(Referring expression data)
————
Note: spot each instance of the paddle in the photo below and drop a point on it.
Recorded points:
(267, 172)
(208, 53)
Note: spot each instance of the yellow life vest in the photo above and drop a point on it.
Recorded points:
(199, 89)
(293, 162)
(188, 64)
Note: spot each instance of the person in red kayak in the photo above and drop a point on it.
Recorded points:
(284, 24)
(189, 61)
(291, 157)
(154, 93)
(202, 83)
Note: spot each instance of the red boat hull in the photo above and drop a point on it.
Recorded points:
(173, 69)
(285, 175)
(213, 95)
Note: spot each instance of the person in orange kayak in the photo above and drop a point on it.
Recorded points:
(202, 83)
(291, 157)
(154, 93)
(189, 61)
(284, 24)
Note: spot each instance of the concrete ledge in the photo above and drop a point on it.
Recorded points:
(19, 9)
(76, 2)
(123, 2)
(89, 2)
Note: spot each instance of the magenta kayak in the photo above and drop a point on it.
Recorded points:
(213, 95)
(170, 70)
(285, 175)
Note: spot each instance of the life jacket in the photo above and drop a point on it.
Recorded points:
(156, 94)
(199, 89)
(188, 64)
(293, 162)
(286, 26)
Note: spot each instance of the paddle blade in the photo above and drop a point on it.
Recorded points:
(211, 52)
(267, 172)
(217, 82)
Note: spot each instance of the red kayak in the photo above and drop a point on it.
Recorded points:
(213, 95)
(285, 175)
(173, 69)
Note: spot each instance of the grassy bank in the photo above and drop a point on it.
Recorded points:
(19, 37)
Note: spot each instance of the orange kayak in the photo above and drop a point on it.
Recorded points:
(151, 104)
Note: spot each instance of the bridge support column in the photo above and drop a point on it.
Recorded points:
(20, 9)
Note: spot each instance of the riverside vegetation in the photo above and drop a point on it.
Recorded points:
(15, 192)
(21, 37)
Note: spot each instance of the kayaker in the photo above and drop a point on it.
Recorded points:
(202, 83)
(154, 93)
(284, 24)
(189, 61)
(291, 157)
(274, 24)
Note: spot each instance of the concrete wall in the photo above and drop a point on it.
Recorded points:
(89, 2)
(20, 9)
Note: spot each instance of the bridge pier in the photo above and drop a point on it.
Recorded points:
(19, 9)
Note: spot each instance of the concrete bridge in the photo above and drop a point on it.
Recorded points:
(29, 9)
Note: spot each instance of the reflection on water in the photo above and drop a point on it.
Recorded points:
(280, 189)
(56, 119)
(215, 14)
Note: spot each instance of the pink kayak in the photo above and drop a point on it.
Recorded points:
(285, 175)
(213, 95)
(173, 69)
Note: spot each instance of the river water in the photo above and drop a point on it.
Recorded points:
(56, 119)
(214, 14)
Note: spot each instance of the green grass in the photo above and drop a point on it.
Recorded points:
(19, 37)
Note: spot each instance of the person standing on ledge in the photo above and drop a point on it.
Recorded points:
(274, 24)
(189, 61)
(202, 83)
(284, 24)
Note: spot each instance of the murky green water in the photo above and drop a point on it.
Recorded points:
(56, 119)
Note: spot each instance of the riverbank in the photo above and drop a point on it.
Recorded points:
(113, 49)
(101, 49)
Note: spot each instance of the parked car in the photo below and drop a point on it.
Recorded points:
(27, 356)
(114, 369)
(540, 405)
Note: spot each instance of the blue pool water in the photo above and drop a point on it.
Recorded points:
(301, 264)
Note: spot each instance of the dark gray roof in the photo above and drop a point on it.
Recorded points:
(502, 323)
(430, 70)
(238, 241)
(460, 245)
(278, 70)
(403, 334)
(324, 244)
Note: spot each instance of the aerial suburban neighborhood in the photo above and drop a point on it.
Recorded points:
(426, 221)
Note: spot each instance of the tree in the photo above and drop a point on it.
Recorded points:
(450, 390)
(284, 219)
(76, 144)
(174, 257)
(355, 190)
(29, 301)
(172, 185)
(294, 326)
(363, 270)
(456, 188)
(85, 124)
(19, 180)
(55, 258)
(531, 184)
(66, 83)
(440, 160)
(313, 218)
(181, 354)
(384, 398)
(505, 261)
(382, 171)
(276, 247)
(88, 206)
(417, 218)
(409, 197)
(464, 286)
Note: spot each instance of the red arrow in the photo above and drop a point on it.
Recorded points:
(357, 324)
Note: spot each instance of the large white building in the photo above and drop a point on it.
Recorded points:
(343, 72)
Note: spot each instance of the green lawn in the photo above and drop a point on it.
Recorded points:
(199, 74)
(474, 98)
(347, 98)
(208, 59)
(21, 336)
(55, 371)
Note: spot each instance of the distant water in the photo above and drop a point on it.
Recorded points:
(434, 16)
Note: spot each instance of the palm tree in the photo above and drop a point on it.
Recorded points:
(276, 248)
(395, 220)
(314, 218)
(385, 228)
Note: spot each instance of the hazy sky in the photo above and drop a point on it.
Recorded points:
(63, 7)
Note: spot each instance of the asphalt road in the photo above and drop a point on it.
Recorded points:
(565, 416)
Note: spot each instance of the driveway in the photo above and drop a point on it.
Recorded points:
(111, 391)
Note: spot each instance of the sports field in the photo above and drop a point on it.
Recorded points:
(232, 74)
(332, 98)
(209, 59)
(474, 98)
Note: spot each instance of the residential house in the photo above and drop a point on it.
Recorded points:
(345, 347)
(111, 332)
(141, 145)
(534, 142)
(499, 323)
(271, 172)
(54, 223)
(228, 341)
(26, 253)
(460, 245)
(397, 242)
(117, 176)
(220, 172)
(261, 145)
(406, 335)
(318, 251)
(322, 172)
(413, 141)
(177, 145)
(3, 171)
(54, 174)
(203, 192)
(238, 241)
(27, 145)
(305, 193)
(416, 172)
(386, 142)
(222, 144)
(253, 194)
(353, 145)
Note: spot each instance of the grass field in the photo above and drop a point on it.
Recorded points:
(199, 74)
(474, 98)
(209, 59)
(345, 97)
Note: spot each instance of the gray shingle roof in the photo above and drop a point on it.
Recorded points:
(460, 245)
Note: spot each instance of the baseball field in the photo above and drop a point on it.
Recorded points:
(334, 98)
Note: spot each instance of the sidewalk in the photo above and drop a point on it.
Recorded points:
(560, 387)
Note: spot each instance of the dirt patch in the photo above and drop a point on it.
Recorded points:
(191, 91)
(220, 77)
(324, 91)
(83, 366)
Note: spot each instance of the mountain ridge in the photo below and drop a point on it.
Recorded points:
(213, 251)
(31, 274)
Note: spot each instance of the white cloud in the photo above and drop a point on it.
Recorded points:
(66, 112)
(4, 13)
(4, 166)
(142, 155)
————
## [Work request]
Look over the records above and copy each line that includes the string "water".

## [Exercise answer]
Note: spot each instance of the reflection on water in the photo above and drop a point on it.
Note: spot each instance of the river water in the photo above and drop a point on it.
Note: spot each instance of the murky green water in the photo above and drop a point on it.
Note: spot each instance of the blue pool water in the photo above and drop a point on it.
Note: spot each instance of the distant water in the photo above and drop a point on it.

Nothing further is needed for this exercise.